___ Material for the task ___
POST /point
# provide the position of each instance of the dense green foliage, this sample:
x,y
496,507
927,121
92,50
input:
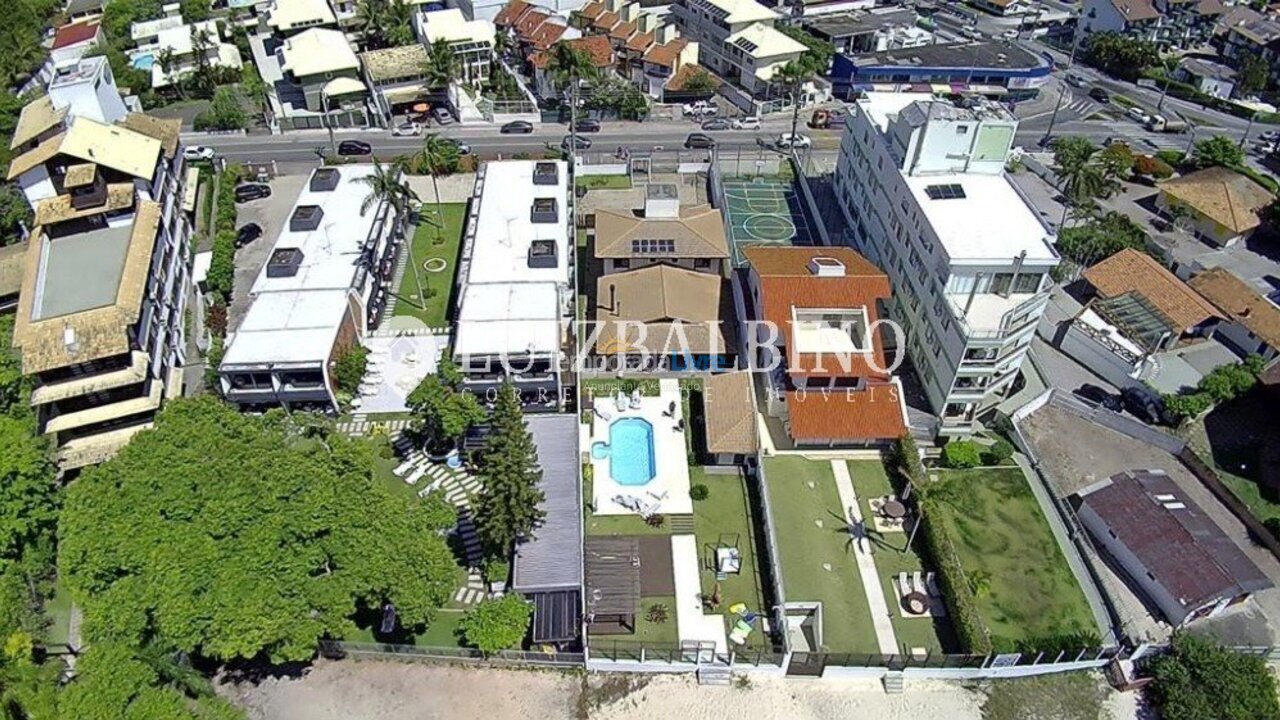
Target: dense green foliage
x,y
1223,383
1120,55
961,455
498,623
231,537
1201,680
507,507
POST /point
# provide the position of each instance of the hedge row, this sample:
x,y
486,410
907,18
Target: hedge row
x,y
936,550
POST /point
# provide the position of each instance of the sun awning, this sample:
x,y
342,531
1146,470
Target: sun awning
x,y
342,86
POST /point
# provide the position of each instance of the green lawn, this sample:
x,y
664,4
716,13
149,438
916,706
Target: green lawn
x,y
1025,588
726,515
435,310
801,495
871,481
604,182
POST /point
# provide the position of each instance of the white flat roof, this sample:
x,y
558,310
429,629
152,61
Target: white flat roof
x,y
288,327
991,222
508,318
504,229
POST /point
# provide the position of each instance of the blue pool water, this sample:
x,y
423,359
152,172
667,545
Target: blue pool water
x,y
630,451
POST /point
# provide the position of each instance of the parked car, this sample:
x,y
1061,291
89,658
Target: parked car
x,y
355,147
699,141
248,192
787,140
407,130
1143,405
199,153
1098,396
247,233
700,108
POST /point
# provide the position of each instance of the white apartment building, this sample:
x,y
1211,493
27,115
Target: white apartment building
x,y
319,292
100,318
515,279
923,188
737,41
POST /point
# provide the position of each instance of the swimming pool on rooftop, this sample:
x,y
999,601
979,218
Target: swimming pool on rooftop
x,y
630,451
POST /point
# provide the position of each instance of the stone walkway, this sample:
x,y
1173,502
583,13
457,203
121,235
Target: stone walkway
x,y
885,636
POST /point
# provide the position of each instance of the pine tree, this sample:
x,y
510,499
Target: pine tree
x,y
507,509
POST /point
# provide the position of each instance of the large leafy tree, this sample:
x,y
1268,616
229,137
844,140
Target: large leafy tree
x,y
1201,680
507,507
234,537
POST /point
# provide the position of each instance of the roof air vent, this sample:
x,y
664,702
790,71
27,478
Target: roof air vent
x,y
306,218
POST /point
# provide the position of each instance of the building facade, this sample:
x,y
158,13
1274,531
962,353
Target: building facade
x,y
923,188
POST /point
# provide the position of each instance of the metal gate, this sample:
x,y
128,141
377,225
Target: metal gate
x,y
807,664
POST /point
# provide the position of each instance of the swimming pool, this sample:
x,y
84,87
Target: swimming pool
x,y
630,451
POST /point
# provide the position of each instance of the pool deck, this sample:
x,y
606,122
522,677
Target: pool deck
x,y
667,493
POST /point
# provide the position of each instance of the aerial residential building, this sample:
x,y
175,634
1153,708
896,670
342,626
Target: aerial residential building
x,y
319,294
995,69
923,188
471,41
170,50
99,320
1252,324
737,41
73,40
1225,206
515,281
321,63
1169,548
831,383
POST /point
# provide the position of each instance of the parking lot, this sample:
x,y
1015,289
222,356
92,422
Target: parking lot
x,y
272,214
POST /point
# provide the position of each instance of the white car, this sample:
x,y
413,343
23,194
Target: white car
x,y
786,140
197,153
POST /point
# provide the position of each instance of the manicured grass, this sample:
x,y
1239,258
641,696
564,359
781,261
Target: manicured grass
x,y
871,481
604,182
434,310
726,514
801,493
1024,587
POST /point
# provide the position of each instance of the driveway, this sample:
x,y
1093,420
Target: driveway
x,y
273,214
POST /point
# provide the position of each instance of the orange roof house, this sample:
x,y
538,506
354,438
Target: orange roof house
x,y
833,386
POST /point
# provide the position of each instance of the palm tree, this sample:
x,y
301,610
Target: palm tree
x,y
385,186
440,65
792,76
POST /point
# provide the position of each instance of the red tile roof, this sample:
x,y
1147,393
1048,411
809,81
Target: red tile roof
x,y
786,283
74,33
844,414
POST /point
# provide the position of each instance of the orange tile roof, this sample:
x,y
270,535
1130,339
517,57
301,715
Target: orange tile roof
x,y
666,53
1130,270
871,414
510,13
786,285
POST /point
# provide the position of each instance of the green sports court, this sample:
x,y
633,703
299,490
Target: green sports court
x,y
764,212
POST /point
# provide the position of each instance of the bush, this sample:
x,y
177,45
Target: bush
x,y
999,454
1152,167
961,455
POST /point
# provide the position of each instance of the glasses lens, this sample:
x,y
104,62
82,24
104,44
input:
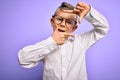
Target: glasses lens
x,y
68,22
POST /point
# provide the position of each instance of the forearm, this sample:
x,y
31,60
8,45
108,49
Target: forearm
x,y
99,22
30,56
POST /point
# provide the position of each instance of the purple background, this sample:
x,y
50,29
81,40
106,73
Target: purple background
x,y
25,22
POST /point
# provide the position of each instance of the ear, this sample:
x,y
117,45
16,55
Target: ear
x,y
74,28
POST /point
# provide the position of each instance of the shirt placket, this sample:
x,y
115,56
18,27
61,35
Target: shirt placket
x,y
63,61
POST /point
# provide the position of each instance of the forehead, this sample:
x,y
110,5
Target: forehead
x,y
66,14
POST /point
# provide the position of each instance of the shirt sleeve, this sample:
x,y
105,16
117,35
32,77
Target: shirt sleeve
x,y
30,55
100,25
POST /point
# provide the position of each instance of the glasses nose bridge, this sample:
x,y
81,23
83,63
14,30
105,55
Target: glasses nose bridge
x,y
63,22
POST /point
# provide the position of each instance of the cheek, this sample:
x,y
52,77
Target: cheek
x,y
69,29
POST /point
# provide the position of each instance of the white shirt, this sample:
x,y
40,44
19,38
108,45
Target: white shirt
x,y
67,61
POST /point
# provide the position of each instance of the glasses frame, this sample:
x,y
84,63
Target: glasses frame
x,y
75,22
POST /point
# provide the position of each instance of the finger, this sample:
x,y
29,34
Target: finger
x,y
77,11
56,29
69,11
80,4
79,7
68,34
82,14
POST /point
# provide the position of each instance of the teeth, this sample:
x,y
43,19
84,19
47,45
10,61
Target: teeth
x,y
61,30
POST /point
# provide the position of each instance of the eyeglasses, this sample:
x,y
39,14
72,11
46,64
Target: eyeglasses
x,y
68,22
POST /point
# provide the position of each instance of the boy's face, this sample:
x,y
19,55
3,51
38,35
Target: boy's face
x,y
64,21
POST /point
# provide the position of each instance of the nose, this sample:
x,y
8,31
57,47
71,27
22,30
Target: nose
x,y
63,23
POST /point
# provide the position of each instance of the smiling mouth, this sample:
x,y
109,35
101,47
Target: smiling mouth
x,y
61,30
___
Exercise aim: Omitting the images, transcribe every record exactly.

Written answer:
POST /point
# provide the position of each instance of the dense green foliage, this sample:
x,y
496,507
927,121
92,50
input:
Target: dense green foliage
x,y
1223,383
1120,55
961,455
498,623
231,537
1201,680
507,507
POST /point
# provide the position of each instance of the hedge row, this sample:
x,y
486,410
907,18
Target: hedge row
x,y
936,550
POST /point
# provide the position of each instance of the sun awning, this sample:
x,y
342,531
1146,470
Target: sun awning
x,y
342,86
POST /point
# provide the position of each instance of the green lawn, this sample:
x,y
664,4
716,13
149,438
916,706
Target: green lawn
x,y
1025,588
726,515
435,310
801,495
871,481
604,182
POST /point
# provide the position of each instance of the white flat roof, this sample:
x,y
558,310
429,629
152,61
Target: white flat roof
x,y
288,327
991,222
508,318
504,229
POST /point
# provide the position of each instance of the blue pool water, this sample:
x,y
423,359
152,172
667,545
Target: blue pool water
x,y
630,451
POST /point
# provide the position of each instance of the parked car, this sample:
x,y
1061,291
89,658
Target: parked car
x,y
355,147
699,141
248,192
787,140
407,130
1143,405
199,153
1098,396
247,233
700,108
POST /point
# provide the position of each instance of the white apartment building, this sample:
x,y
1211,493
27,115
Target: white apartment building
x,y
319,292
100,318
515,279
923,188
737,41
POST /point
# provide the position of each instance of the swimming pool on rooftop, this sample:
x,y
999,601
979,218
Target: swimming pool on rooftop
x,y
630,451
POST /point
# provide the position of each instance of the stone walkway, this sample:
x,y
1173,502
583,13
457,203
121,235
Target: stone walkway
x,y
885,636
POST /point
# provide the position of each instance of the pine tree, this sample:
x,y
510,499
Target: pine tree
x,y
507,509
POST /point
# provide the position of each instance of the large leafy tree, this sample:
x,y
1268,616
229,137
844,140
Target: large leafy tree
x,y
1201,680
507,507
234,537
POST /point
# provide the position of each instance of the roof air vent, this sample:
x,y
664,702
790,71
27,478
Target: roof air vent
x,y
306,218
POST /point
# provide the position of each instance of the building facade, this sample:
x,y
158,13
1274,531
962,353
Target: building facade
x,y
923,188
POST /point
# provide the position of each instance of the metal gate, this sample:
x,y
128,141
377,225
Target: metal gate
x,y
807,664
POST /point
# provide the position of each instance of the swimming pool, this sample:
x,y
84,87
Target: swimming pool
x,y
630,451
POST /point
# provide the position of each instance of the pool deck, this sample:
x,y
606,122
522,677
Target: pool deck
x,y
667,493
POST /point
# provide the position of each instance of the aerial residential building, this sample:
x,y
175,634
1153,708
896,670
342,626
Target: aerial residential building
x,y
319,294
995,69
923,188
471,41
170,50
99,320
1252,324
737,41
73,40
1225,206
515,281
321,63
1169,548
831,383
POST /point
# provide the position of each instance of the parking lot, this sample:
x,y
1015,289
222,356
92,422
Target: parking lot
x,y
272,214
POST /point
# provide the position of each instance of the white car, this sample:
x,y
413,343
23,194
Target: white car
x,y
786,140
197,153
POST /point
# provide the position of each instance of the manicured grass, this sample:
x,y
1239,258
641,696
564,359
781,261
Target: manicured grass
x,y
871,481
604,182
434,310
726,514
801,493
1024,587
POST /point
# provide the position of each instance of the driveway, this sample:
x,y
1093,420
Target: driveway
x,y
273,214
POST /point
# provide the position of each instance of the orange roof house, this sample:
x,y
538,506
354,438
Target: orange roof house
x,y
833,386
POST /point
# provide the position of each instance of the palm tree, this sample:
x,y
301,610
Target: palm tree
x,y
385,186
440,65
792,76
POST /point
# provide the position of each instance of the red tile roof, this sample:
x,y
1147,393
1048,411
809,81
Target: red tile roof
x,y
786,283
74,33
844,414
POST /point
# provide the position of each instance of the orange tile roof, this sample:
x,y
270,535
1130,339
517,57
301,715
Target: orange tile roof
x,y
666,53
1130,270
871,414
510,13
786,285
POST /point
# provide the position of each instance of the green sports court, this sample:
x,y
633,703
299,490
Target: green sports court
x,y
764,212
POST /point
# provide the position of each instance of the bush, this sample:
x,y
177,45
Target: bush
x,y
999,454
1152,167
961,455
POST /point
# provide the position of each instance of the glasses lens, this sample:
x,y
104,62
82,24
104,44
input:
Target: glasses lens
x,y
68,22
POST /point
# provide the position of each instance of the forearm, this sample:
x,y
31,60
8,45
108,49
Target: forearm
x,y
99,22
30,56
POST /point
# provide the position of each instance of the purple background, this sample:
x,y
50,29
81,40
106,73
Target: purple background
x,y
25,22
POST /point
# provide the position of each instance of the ear, this sample:
x,y
117,45
16,55
Target: ear
x,y
74,28
POST /point
# provide the position of each instance of the shirt placket, this sample:
x,y
115,56
18,27
61,35
Target: shirt placket
x,y
63,61
POST /point
# provide the position of each instance of the forehead, this sample:
x,y
110,5
Target: forehead
x,y
66,14
POST /point
# provide the position of each instance of the shirt sleeve, this sample:
x,y
105,16
117,35
32,77
Target: shirt sleeve
x,y
30,55
100,25
POST /point
# provide the position of each instance of the glasses nose bridge, this sample:
x,y
81,23
83,63
14,30
105,55
Target: glasses nose bridge
x,y
63,22
POST /point
# provide the position of each instance of the cheek, this sample:
x,y
52,77
Target: cheek
x,y
69,29
POST /point
# provide the position of each instance of the white shirt, this sample:
x,y
40,44
19,38
108,45
Target: white shirt
x,y
67,61
POST /point
# provide the position of each instance of the glasses frame, this sample:
x,y
84,63
Target: glasses frame
x,y
75,22
POST /point
# provide the position of each instance of the finger, this sample:
x,y
29,34
Target: finger
x,y
77,11
56,29
69,11
80,4
79,7
68,34
82,14
POST /point
# provide the position of each instance of the teeth, this sample:
x,y
43,19
84,19
47,45
10,61
Target: teeth
x,y
61,30
POST /point
# provide the position of each instance of the eyeglasses, this sample:
x,y
39,14
72,11
46,64
Target: eyeglasses
x,y
68,22
POST /point
# provide the position of each instance of the boy's face, this sample:
x,y
19,55
3,51
38,35
Target: boy's face
x,y
64,21
POST /point
# provide the position of each instance of the nose, this sample:
x,y
8,31
57,47
71,27
22,30
Target: nose
x,y
63,23
POST /point
# provide the position of each instance of the smiling mouth, this sample:
x,y
109,35
101,47
Target: smiling mouth
x,y
61,30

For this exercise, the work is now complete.